__What needs to be done__. Among these records, which lines include "green"? Copy them out.

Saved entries
□ □ □ □ □
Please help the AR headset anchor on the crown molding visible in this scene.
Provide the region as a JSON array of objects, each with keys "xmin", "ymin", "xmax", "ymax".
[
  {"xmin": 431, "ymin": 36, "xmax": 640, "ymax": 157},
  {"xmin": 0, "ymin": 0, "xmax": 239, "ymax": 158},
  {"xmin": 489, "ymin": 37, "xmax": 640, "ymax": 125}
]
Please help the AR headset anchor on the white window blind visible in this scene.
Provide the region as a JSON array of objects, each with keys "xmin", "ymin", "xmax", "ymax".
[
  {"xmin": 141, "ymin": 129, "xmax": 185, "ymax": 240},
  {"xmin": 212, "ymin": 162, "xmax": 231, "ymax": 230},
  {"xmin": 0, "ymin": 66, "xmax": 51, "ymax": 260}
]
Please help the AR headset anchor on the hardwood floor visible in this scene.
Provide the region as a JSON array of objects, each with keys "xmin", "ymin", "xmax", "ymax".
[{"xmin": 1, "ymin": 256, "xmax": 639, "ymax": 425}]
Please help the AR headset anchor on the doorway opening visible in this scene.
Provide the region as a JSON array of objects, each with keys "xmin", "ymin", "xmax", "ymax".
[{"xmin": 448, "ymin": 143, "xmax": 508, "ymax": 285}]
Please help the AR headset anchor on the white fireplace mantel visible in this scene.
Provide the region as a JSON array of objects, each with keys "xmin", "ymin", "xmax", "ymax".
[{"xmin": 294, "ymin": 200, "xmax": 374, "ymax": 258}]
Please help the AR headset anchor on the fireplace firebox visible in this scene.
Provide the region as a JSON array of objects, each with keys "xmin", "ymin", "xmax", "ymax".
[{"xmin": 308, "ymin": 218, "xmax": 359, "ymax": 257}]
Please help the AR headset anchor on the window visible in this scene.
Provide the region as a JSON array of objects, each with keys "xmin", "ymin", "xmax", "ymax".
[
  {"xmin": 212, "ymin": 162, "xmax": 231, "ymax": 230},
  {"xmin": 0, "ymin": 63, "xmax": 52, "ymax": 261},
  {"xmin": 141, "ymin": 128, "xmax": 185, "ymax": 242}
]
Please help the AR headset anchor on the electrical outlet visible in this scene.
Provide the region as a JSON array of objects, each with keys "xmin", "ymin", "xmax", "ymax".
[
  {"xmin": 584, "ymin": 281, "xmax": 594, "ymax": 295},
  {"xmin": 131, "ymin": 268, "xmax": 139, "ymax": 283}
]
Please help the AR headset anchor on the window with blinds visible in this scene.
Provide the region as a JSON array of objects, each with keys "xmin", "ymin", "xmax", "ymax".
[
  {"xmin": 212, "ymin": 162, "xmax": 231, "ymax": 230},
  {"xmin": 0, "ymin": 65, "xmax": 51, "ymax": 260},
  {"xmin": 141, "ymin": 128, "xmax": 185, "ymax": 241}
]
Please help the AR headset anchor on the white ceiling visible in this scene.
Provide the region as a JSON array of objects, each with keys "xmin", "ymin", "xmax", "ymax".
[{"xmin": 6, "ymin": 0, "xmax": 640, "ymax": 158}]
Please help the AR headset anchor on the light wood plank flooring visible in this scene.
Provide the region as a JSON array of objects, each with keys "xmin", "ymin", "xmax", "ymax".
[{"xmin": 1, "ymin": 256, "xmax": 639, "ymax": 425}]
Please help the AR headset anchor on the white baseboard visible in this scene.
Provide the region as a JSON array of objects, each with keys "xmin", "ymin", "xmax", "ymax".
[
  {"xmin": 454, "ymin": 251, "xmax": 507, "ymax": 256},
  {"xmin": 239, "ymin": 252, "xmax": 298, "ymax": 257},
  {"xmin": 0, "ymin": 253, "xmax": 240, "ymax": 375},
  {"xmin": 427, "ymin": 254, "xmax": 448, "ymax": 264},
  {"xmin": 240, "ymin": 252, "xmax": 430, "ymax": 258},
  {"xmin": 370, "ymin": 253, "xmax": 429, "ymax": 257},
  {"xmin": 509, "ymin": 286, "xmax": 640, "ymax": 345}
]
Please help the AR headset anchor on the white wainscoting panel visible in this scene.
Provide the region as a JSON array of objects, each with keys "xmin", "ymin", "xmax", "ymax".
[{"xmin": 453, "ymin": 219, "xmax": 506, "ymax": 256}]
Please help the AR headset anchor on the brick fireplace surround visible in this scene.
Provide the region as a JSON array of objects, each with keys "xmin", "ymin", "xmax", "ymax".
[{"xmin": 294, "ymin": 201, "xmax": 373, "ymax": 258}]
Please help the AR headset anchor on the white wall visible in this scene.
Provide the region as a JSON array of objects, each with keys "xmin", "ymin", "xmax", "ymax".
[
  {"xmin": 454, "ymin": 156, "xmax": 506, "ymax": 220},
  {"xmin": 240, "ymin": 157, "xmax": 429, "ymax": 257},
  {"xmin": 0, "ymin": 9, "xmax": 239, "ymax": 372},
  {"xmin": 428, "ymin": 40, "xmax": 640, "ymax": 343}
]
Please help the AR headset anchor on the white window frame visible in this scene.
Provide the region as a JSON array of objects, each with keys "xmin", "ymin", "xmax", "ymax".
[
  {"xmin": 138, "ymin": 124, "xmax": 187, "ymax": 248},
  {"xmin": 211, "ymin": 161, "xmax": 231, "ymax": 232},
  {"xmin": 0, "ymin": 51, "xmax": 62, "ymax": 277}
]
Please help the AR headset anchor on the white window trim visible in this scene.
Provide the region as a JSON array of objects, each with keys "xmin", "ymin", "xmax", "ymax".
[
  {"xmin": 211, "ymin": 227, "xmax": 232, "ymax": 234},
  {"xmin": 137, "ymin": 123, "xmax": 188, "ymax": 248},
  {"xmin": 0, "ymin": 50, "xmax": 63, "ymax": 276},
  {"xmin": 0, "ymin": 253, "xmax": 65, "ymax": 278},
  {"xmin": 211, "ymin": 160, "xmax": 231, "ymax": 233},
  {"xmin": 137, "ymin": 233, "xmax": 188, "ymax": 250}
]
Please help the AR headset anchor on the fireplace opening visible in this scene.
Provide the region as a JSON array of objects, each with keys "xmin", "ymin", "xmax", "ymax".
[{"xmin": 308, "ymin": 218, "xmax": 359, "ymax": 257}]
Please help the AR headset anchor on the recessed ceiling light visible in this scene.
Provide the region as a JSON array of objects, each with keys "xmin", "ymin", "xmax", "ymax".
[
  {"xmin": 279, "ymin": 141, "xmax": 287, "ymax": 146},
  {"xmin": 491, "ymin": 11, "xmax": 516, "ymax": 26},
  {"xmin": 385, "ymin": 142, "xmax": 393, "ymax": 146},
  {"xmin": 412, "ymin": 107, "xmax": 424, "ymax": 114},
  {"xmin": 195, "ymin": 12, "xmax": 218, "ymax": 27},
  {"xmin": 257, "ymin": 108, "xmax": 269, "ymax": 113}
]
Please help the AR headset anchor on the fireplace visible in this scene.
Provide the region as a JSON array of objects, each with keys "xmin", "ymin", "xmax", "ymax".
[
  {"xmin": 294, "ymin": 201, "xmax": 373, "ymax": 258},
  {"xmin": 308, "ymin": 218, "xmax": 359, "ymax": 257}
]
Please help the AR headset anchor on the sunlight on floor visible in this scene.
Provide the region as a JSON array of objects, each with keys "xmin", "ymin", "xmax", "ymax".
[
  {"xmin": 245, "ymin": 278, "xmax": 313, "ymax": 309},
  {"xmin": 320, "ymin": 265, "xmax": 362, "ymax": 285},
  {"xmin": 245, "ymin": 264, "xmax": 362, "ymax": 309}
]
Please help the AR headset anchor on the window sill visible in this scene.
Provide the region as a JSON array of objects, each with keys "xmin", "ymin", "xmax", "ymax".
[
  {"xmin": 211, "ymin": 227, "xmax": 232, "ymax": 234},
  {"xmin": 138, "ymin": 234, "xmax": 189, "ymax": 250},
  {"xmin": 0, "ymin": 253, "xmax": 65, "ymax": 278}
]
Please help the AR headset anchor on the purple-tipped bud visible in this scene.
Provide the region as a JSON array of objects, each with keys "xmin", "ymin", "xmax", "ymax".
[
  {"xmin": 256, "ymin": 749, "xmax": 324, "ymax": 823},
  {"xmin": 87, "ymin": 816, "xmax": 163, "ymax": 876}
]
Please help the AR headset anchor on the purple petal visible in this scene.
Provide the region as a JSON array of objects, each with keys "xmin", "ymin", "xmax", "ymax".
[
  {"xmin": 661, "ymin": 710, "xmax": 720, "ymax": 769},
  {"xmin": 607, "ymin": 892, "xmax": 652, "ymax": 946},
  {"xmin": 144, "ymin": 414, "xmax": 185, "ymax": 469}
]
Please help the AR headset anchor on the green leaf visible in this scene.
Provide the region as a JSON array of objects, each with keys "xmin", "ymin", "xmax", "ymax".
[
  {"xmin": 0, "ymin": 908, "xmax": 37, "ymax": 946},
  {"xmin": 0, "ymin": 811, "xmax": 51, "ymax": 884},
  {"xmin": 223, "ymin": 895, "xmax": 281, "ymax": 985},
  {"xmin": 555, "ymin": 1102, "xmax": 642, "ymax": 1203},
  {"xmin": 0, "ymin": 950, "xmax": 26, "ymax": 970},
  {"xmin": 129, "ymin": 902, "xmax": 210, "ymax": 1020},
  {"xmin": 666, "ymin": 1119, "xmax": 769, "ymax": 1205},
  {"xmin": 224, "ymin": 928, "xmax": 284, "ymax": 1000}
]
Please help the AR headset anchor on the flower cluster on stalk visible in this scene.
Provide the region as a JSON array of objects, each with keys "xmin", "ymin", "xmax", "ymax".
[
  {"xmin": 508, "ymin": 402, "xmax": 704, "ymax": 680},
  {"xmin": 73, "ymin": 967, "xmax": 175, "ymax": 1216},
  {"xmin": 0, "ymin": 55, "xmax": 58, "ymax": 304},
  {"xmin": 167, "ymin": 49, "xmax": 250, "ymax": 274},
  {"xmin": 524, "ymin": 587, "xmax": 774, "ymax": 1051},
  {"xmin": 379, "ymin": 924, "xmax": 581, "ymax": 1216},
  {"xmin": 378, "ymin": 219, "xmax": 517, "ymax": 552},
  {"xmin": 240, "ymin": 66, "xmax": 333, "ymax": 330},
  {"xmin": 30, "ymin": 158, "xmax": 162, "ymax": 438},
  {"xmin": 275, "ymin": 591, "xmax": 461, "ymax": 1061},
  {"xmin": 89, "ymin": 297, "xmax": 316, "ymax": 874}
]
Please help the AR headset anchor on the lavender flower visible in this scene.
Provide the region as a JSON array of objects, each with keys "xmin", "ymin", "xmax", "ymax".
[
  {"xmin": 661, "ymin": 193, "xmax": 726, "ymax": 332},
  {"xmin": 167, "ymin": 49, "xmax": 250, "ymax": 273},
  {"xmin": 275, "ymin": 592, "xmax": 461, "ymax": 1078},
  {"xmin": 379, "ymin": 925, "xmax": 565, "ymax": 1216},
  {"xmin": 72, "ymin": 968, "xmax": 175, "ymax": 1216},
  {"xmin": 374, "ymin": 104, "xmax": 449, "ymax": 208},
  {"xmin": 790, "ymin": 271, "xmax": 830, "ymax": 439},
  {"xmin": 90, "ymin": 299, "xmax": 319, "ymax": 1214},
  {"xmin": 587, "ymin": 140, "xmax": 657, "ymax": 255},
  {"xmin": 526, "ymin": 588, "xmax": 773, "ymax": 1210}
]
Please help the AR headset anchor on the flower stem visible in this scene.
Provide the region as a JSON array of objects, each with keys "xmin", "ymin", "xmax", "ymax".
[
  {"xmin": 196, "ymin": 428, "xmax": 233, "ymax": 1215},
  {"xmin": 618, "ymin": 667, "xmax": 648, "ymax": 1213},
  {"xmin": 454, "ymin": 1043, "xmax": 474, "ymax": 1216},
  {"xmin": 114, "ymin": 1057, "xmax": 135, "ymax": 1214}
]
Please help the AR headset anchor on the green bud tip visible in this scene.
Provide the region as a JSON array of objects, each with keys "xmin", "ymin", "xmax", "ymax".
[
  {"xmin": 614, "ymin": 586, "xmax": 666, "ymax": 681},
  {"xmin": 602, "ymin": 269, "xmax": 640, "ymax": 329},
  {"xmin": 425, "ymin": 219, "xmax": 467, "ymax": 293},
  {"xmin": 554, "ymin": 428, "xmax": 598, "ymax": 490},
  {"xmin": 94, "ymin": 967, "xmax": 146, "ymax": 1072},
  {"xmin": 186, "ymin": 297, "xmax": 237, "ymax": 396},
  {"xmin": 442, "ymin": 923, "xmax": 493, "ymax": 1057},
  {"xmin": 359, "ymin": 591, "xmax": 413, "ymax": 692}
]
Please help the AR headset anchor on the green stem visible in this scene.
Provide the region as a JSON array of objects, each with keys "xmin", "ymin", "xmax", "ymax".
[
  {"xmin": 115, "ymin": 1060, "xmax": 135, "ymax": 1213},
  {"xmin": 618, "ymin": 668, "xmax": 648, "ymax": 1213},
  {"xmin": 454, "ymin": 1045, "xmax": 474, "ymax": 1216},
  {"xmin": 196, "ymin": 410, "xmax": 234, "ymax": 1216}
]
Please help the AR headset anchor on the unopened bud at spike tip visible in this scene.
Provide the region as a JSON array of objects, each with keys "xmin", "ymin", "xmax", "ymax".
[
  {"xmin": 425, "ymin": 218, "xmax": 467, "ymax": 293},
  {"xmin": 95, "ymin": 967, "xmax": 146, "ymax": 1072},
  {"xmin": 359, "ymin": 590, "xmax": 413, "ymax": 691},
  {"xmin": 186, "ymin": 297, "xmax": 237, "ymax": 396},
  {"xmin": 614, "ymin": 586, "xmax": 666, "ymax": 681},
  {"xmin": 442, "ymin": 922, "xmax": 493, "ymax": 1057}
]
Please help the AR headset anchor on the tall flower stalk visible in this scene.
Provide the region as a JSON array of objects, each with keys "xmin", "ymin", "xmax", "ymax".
□ □ □ □ □
__Answer to the problem__.
Please help the AR headset anchor on the green leaf visible in this scene.
Please help the AR headset anchor on the green bud tip visible in this scene.
Please help the AR headset anchor on the green stem visible in this scene.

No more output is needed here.